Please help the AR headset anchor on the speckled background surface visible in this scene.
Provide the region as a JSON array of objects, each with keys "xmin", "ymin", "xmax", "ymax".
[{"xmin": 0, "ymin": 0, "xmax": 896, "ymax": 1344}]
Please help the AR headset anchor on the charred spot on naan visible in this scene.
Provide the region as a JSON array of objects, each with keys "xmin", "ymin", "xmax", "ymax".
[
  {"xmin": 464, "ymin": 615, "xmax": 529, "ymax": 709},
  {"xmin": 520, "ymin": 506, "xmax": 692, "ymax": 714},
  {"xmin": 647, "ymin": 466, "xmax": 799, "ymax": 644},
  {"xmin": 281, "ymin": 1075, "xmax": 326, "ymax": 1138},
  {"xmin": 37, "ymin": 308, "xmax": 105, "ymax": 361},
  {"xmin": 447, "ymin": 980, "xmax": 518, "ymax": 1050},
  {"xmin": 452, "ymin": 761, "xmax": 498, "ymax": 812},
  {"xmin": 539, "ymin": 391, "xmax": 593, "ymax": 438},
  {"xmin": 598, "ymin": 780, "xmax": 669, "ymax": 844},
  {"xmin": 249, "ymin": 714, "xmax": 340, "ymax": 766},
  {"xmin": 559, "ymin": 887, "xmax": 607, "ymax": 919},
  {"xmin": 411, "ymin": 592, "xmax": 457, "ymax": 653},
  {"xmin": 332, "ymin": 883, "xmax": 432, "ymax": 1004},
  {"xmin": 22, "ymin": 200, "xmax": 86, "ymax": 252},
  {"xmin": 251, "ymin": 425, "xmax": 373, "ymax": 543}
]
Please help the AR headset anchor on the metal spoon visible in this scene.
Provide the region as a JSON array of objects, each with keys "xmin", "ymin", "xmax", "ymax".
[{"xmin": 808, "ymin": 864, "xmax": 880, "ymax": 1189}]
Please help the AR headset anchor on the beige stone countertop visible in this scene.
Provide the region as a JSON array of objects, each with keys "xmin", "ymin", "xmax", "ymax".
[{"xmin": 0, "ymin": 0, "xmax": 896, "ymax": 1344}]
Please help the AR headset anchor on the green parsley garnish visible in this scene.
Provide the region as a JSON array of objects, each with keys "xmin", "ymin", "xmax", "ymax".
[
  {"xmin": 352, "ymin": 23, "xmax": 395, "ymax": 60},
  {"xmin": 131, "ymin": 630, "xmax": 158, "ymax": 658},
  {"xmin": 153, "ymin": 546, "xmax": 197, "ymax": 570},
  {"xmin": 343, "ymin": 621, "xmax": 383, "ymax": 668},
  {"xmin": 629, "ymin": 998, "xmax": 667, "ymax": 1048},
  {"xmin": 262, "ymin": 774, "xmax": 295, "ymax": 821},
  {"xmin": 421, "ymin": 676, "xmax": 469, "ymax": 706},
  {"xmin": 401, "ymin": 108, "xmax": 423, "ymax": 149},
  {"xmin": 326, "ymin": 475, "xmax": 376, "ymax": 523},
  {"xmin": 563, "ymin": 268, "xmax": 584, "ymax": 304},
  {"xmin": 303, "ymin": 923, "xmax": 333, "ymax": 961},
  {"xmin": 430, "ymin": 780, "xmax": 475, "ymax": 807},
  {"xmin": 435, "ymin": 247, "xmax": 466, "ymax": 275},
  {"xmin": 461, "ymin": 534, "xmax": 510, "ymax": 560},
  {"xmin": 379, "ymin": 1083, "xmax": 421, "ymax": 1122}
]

***

Can you retype all of the records above, character for character?

> **FINAL RESULT**:
Please help the AR headset anchor on the speckled background surface visible in this scene.
Provide the region as a JSON array of objects, each with keys "xmin", "ymin", "xmax", "ymax".
[{"xmin": 0, "ymin": 0, "xmax": 896, "ymax": 1344}]
Please help the AR headset anchor on the charred spot on naan visible in this scene.
Provide the region as a JSON array of objects, each with keys "xmin", "ymin", "xmax", "ymax".
[
  {"xmin": 464, "ymin": 615, "xmax": 529, "ymax": 709},
  {"xmin": 520, "ymin": 506, "xmax": 692, "ymax": 714},
  {"xmin": 647, "ymin": 466, "xmax": 799, "ymax": 644},
  {"xmin": 281, "ymin": 1075, "xmax": 326, "ymax": 1138},
  {"xmin": 37, "ymin": 308, "xmax": 105, "ymax": 361},
  {"xmin": 447, "ymin": 980, "xmax": 518, "ymax": 1050},
  {"xmin": 452, "ymin": 761, "xmax": 498, "ymax": 812},
  {"xmin": 539, "ymin": 391, "xmax": 593, "ymax": 438},
  {"xmin": 598, "ymin": 780, "xmax": 669, "ymax": 844},
  {"xmin": 249, "ymin": 714, "xmax": 340, "ymax": 766},
  {"xmin": 559, "ymin": 887, "xmax": 607, "ymax": 919},
  {"xmin": 411, "ymin": 592, "xmax": 457, "ymax": 653},
  {"xmin": 332, "ymin": 883, "xmax": 432, "ymax": 1004},
  {"xmin": 22, "ymin": 200, "xmax": 86, "ymax": 252},
  {"xmin": 251, "ymin": 425, "xmax": 373, "ymax": 543}
]
Please help the AR headset anchor on the metal spoon visible in this scene.
Provide the region as a JSON array of objects, each with keys "xmin", "ymin", "xmax", "ymax".
[{"xmin": 808, "ymin": 864, "xmax": 880, "ymax": 1189}]
Please help the AR headset anchor on the beige stone countertop visible in this scene.
Provide the region as a JSON array of objects, each with keys "xmin", "ymin", "xmax", "ymax".
[{"xmin": 0, "ymin": 0, "xmax": 896, "ymax": 1344}]
Please help the AR headset anchor on the green parsley garnish visible in this scene.
Provide the region as a JSON array of objects, each with keys "xmin", "ymin", "xmax", "ymax".
[
  {"xmin": 352, "ymin": 23, "xmax": 395, "ymax": 60},
  {"xmin": 131, "ymin": 630, "xmax": 158, "ymax": 658},
  {"xmin": 153, "ymin": 546, "xmax": 197, "ymax": 570},
  {"xmin": 343, "ymin": 621, "xmax": 383, "ymax": 668},
  {"xmin": 629, "ymin": 998, "xmax": 667, "ymax": 1048},
  {"xmin": 262, "ymin": 774, "xmax": 295, "ymax": 821},
  {"xmin": 421, "ymin": 676, "xmax": 469, "ymax": 706},
  {"xmin": 401, "ymin": 108, "xmax": 423, "ymax": 149},
  {"xmin": 326, "ymin": 475, "xmax": 376, "ymax": 523},
  {"xmin": 563, "ymin": 268, "xmax": 584, "ymax": 304},
  {"xmin": 303, "ymin": 923, "xmax": 333, "ymax": 961},
  {"xmin": 430, "ymin": 780, "xmax": 475, "ymax": 807},
  {"xmin": 435, "ymin": 247, "xmax": 466, "ymax": 275},
  {"xmin": 461, "ymin": 534, "xmax": 510, "ymax": 560},
  {"xmin": 379, "ymin": 1083, "xmax": 421, "ymax": 1122}
]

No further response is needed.